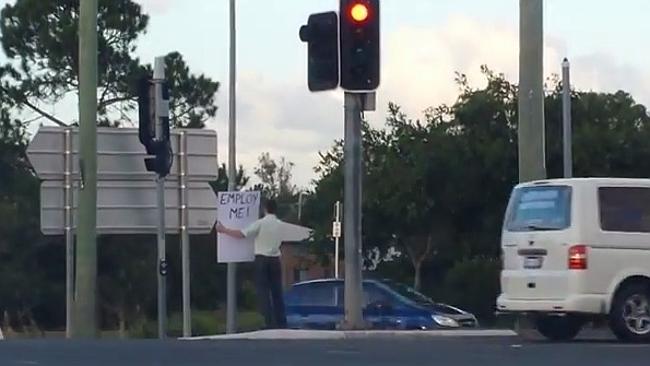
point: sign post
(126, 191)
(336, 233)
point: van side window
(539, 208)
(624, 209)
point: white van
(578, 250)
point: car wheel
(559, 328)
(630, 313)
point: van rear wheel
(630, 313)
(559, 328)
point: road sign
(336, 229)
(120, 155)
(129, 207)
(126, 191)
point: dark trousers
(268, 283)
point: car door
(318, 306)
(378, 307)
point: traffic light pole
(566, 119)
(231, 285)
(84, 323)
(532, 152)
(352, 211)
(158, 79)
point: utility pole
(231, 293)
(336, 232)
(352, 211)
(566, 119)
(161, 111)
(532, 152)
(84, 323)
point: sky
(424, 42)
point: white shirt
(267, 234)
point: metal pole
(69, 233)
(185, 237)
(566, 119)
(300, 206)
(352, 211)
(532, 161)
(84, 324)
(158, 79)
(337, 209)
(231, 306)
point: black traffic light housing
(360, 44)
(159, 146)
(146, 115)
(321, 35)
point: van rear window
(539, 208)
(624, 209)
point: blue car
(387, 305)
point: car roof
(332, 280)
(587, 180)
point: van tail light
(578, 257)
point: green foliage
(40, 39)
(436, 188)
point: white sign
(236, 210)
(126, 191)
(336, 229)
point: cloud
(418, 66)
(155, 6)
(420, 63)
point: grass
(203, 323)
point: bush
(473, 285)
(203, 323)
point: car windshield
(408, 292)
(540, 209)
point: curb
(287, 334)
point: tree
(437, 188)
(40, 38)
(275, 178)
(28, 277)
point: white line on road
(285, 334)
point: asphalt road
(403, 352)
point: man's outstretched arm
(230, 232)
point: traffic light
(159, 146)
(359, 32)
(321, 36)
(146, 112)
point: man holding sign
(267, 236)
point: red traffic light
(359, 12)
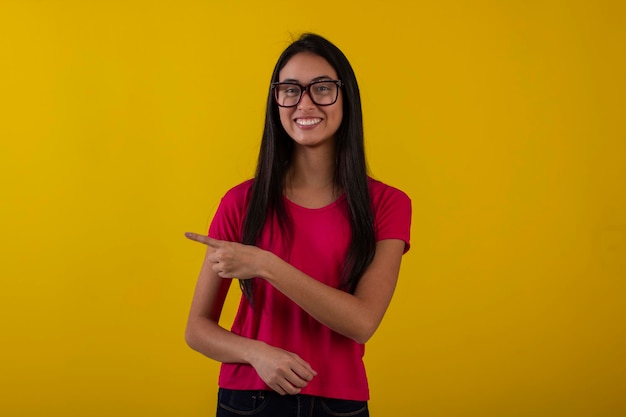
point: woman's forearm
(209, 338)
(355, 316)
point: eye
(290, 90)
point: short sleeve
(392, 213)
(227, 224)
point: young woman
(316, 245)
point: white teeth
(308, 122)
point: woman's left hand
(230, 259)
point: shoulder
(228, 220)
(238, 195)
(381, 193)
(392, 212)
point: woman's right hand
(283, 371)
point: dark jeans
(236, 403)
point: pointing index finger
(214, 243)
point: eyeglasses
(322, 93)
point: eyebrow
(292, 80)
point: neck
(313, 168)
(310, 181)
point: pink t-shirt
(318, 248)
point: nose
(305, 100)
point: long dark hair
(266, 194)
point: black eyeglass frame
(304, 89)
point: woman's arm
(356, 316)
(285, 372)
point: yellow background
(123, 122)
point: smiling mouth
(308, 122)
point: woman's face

※ ※ ※

→ **Short task**
Rewrite the records above as a numbered list, starting at the line containing "point: blue car" and running through the end of the records. Leave out blank lines and the pictures.

→ **Task result**
1. point: blue car
2. (387, 305)
3. point: car roof
4. (332, 280)
5. (587, 180)
6. point: van tail light
7. (578, 257)
8. point: green foliage
9. (40, 39)
10. (436, 188)
11. point: white sign
12. (236, 210)
13. (126, 191)
14. (336, 229)
15. point: cloud
16. (418, 66)
17. (155, 6)
18. (420, 63)
19. point: grass
20. (203, 323)
21. point: bush
22. (473, 285)
23. (203, 323)
24. point: car windshield
25. (408, 292)
26. (540, 209)
27. point: curb
28. (287, 334)
29. point: tree
30. (437, 188)
31. (40, 38)
32. (275, 178)
33. (28, 277)
34. point: white line on road
35. (285, 334)
36. point: asphalt road
37. (403, 352)
38. point: man's outstretched arm
39. (230, 232)
40. point: traffic light
41. (159, 146)
42. (359, 32)
43. (321, 36)
44. (146, 112)
45. point: man holding sign
46. (267, 236)
47. point: red traffic light
48. (359, 12)
49. point: woman's forearm
50. (209, 338)
51. (355, 316)
52. point: eye
53. (290, 90)
54. point: short sleeve
55. (392, 213)
56. (227, 224)
57. point: young woman
58. (316, 245)
59. point: white teeth
60. (308, 122)
61. point: woman's left hand
62. (230, 259)
63. point: shoulder
64. (228, 220)
65. (238, 195)
66. (381, 193)
67. (392, 212)
68. point: woman's right hand
69. (283, 371)
70. point: dark jeans
71. (236, 403)
72. point: pointing index finger
73. (214, 243)
74. point: eyeglasses
75. (322, 93)
76. point: eyebrow
77. (292, 80)
78. point: neck
79. (313, 168)
80. (310, 181)
81. point: pink t-shirt
82. (318, 248)
83. point: nose
84. (305, 100)
85. point: long dark hair
86. (266, 194)
87. point: black eyeglass frame
88. (304, 89)
89. point: woman's arm
90. (356, 316)
91. (285, 372)
92. point: yellow background
93. (123, 122)
94. point: smiling mouth
95. (308, 122)
96. point: woman's face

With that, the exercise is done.